* Data in this exercise *
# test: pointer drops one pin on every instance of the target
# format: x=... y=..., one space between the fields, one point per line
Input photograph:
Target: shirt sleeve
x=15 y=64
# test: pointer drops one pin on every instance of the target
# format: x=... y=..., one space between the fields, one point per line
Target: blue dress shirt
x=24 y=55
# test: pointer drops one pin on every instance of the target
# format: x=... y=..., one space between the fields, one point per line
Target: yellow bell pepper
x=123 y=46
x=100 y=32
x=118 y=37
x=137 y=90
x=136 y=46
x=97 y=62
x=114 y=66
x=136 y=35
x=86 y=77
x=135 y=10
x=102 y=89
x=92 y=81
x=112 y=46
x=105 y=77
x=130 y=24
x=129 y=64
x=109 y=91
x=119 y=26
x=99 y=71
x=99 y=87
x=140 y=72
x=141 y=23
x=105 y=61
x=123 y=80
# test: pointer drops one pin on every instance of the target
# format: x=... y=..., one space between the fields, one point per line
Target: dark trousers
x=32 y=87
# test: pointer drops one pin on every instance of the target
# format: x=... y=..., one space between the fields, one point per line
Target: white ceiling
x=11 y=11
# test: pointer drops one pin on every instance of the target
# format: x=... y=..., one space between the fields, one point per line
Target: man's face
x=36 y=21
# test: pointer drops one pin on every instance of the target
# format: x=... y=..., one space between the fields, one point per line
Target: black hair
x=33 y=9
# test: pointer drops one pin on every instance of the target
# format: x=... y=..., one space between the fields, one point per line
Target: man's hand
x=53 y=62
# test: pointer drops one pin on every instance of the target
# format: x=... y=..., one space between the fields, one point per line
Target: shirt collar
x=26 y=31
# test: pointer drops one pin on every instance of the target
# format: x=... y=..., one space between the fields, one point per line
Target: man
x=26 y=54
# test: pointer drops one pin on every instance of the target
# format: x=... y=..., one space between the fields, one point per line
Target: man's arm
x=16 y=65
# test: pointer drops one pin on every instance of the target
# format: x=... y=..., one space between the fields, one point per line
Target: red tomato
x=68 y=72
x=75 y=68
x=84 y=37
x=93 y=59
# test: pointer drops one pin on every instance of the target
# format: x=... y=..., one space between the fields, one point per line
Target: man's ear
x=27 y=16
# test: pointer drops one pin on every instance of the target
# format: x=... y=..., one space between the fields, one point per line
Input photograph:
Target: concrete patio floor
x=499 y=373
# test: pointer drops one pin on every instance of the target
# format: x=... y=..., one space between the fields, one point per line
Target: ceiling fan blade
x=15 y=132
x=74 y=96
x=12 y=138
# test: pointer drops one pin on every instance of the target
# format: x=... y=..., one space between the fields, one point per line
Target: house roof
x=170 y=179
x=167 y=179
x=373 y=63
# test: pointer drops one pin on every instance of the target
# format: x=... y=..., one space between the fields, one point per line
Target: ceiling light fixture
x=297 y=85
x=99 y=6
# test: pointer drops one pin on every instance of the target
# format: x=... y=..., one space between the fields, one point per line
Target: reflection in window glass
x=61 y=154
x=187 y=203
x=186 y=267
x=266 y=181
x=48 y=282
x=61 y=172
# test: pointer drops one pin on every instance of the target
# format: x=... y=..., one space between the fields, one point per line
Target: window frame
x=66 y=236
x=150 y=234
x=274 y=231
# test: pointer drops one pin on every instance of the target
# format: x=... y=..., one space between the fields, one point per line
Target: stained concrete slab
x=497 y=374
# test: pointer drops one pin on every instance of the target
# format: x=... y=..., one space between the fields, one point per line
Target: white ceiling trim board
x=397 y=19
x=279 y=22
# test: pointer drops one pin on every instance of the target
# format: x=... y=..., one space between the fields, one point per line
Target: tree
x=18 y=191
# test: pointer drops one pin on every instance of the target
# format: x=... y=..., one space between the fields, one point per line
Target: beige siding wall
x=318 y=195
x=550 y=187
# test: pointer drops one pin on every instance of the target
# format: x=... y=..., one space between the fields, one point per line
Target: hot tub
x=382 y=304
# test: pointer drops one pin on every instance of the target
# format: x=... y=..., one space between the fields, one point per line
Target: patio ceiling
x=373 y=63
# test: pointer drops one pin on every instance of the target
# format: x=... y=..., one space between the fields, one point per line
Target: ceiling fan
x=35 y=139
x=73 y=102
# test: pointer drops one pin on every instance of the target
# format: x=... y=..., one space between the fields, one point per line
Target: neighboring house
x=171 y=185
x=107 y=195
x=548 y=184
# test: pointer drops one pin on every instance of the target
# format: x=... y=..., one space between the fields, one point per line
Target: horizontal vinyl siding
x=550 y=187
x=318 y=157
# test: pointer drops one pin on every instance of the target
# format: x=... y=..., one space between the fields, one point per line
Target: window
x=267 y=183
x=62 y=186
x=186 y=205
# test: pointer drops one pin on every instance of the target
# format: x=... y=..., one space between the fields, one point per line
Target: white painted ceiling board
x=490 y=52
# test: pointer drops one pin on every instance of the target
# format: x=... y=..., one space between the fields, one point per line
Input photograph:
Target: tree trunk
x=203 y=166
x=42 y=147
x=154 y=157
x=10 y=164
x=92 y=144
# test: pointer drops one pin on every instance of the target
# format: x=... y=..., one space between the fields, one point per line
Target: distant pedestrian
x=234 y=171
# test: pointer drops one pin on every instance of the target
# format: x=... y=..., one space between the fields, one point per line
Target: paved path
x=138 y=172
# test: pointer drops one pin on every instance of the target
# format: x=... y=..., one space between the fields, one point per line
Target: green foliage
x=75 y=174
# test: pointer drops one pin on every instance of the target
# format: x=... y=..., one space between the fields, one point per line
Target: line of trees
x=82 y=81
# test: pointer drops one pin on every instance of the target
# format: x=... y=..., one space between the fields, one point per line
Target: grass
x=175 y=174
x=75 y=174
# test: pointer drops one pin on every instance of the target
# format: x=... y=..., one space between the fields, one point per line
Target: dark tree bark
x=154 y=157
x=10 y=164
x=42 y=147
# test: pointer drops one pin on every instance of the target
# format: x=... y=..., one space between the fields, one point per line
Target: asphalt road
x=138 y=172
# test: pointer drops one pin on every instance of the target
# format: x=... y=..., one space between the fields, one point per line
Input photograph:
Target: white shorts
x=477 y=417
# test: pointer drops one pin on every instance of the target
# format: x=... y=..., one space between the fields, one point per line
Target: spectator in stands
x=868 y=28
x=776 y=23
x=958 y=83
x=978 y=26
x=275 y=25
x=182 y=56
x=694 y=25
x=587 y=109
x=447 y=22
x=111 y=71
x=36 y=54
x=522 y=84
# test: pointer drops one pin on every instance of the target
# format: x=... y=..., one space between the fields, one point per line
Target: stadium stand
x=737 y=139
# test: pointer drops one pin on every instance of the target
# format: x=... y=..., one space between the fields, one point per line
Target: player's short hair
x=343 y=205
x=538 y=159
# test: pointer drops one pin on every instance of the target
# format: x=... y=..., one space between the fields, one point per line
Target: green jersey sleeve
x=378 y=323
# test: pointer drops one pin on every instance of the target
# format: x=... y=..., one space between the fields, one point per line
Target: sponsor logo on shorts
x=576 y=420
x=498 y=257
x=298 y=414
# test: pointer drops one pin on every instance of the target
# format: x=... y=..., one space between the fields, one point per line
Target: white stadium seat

* Directions for this task *
Copy out every line of the items above that contains the string "siding", matching its case.

* Exercise solution *
Target: beige siding wall
Target: horizontal vinyl siding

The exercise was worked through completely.